— 読解用文章 —
—————

居酒屋を開業するにあたって、保健所への「事前相談」は非常に重要なステップです。
これは、営業許可の正式申請の前に、保健所の職員と直接話をしながら、店舗の図面や設備計画について確認してもらえる制度です。
スムーズな開業を目指すうえで、事前相談を活用することには大きなメリットがあります。
なぜ事前相談が必要なのか?
保健所の審査では、食品衛生法に基づいた細かな基準をクリアする必要がありますが、その内容は地域によって多少の差があるうえ、一般の方にとっては分かりにくい部分も多いです。
たとえば、
・手洗い場の設置場所と数
・調理スペースと洗浄スペースのレイアウト
・ゴミの保管場所や換気の方法
・食品保管の区画分け
など、思わぬ部分で引っかかってしまうケースも少なくありません。
そこで、事前相談を通じて図面や計画段階でチェックを受けておけば、後から修正工事を求められるリスクを減らすことができます。
事前相談で持っていくもの
事前相談の際には、以下の資料を持参するとスムーズです。

—————

— 抽出エントリ —

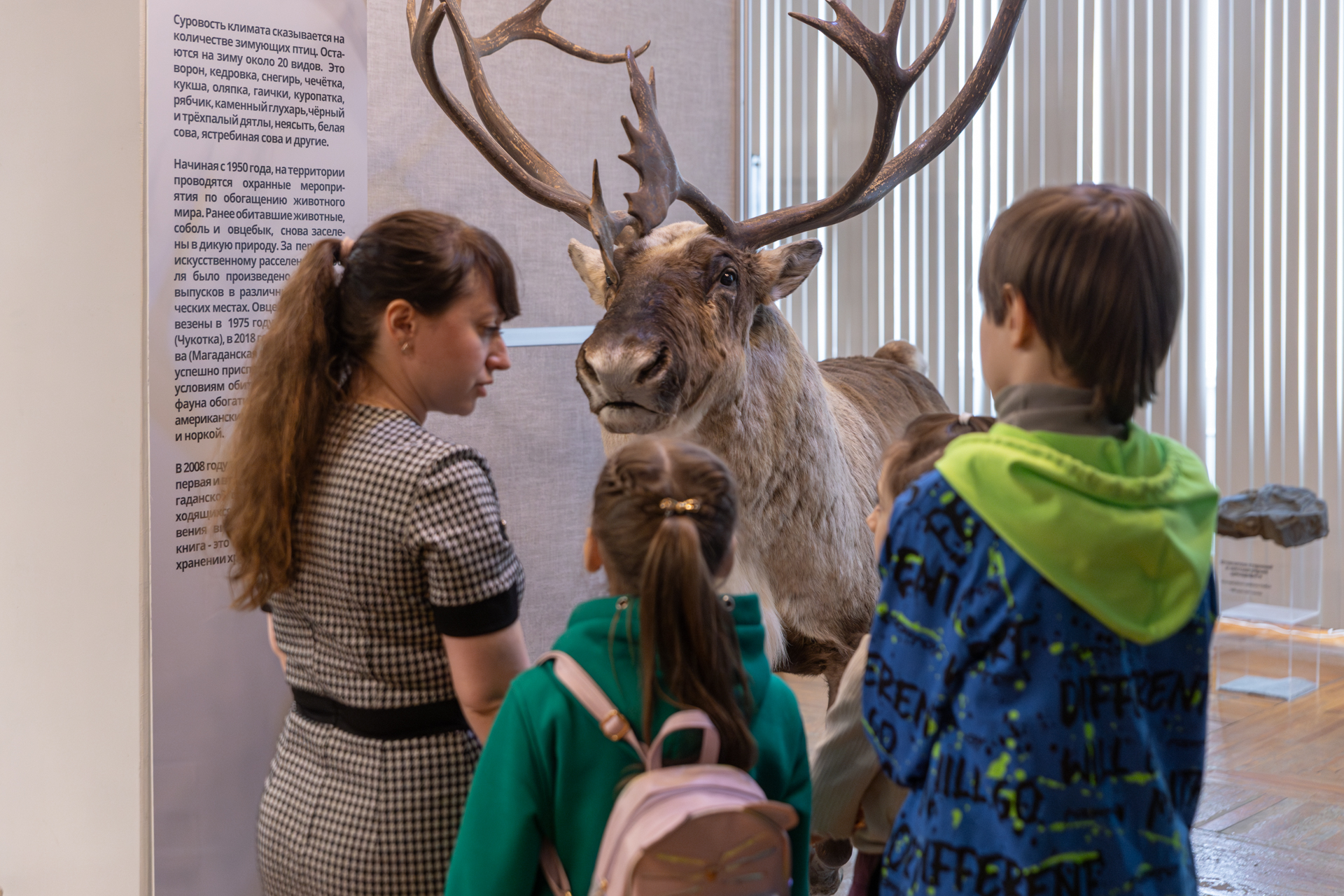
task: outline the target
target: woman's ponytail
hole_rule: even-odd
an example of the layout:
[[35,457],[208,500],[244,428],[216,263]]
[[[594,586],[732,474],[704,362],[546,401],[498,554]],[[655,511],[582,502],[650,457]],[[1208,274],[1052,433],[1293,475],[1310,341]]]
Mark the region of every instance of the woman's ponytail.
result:
[[308,247],[253,352],[224,496],[234,607],[241,610],[259,607],[289,584],[294,514],[340,394],[340,244],[320,239]]
[[[607,461],[593,502],[593,535],[612,571],[638,583],[642,737],[659,696],[703,711],[719,731],[719,762],[750,770],[757,743],[747,715],[731,606],[714,576],[732,549],[737,489],[711,451],[637,439]],[[661,682],[661,684],[660,684]]]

—————

— 依頼 1 —
エントリの先頭の行から「[[35,457],[208,500],[244,428],[216,263]]」を含む行までを、「番号」と「行」の2列のMarkdownの表で表してください。空行と画像は表に入れないでください。
— 依頼 2 —
居酒屋開業前の保健所への事前相談を扱った文章の続きを、最後の文のあとから書き足してください。
文章とエントリは互いに関係がありません。

— 最終回答 1 —
| 番号 | 行 |
|---|---|
| 1 | task: outline the target |
| 2 | target: woman's ponytail |
| 3 | hole_rule: even-odd |
| 4 | an example of the layout: |
| 5 | [[35,457],[208,500],[244,428],[216,263]] |

— 最終回答 2 —
・店舗の設計図面(平面図)
・厨房機器や手洗い器、冷蔵庫などの配置図
・メニューの概要(提供する食事の種類によって必要な設備が変わるため)
・店舗の写真(既存物件を改装する場合)
図面は、できれば設計士や施工業者と連携して作成したものが望ましいですが、手書きでも構いません。
正確な寸法と配置が分かるようにしましょう。
どのタイミングで行くべきか?
理想的には、物件を契約する前または工事に入る前に相談を行うことです。
契約後に保健所からNGが出た場合、費用面でもスケジュール面でも大きなロスになる可能性があるからです。
事前相談は無料で行っている自治体がほとんどですので、ぜひ積極的に活用しましょう。
保健所との信頼関係も築ける
事前相談を通して、保健所の職員との信頼関係を築くことも大切なポイントです。
開業後の定期検査や指導の際にも、「しっかり準備しているお店」として好印象を持ってもらえることがあります。
必要な資格を確認・取得

居酒屋をはじめとする飲食店を開業する際には、法律で定められた資格や講習の修了が必要になります。
とくに重要なのが「食品衛生責任者」の設置です。
これは、店舗ごとに必ず1名が選任されていなければ、営業許可が下りません。
食品衛生責任者とは?
食品衛生責任者とは、店舗の衛生管理や食中毒予防などを担う店舗内の衛生管理の責任者です。
調理や提供に関する日常業務だけでなく、従業員への衛生指導、記録の保管なども役割に含まれます。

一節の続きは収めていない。